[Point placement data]
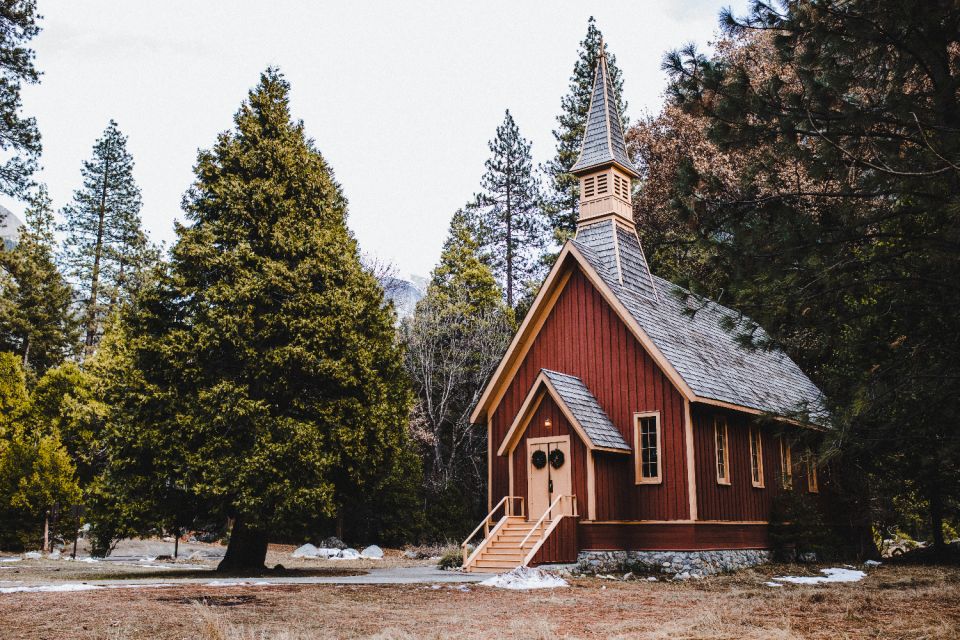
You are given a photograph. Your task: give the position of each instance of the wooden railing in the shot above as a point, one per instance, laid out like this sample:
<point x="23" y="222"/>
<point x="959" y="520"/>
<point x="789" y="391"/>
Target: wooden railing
<point x="508" y="503"/>
<point x="553" y="525"/>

# WHAT THE TASK REQUIRES
Could you format every line of the data above as a numbered list, skipping blank lines and leaving out the pictures?

# CORRECT OUTPUT
1. You are given a photograph. Your task: give the position of each instance of the wooden railing in the shot above as a point, one per instance, laid out like this sample:
2. <point x="23" y="222"/>
3. <point x="959" y="520"/>
4. <point x="789" y="391"/>
5. Target: wooden railing
6. <point x="508" y="503"/>
7. <point x="553" y="525"/>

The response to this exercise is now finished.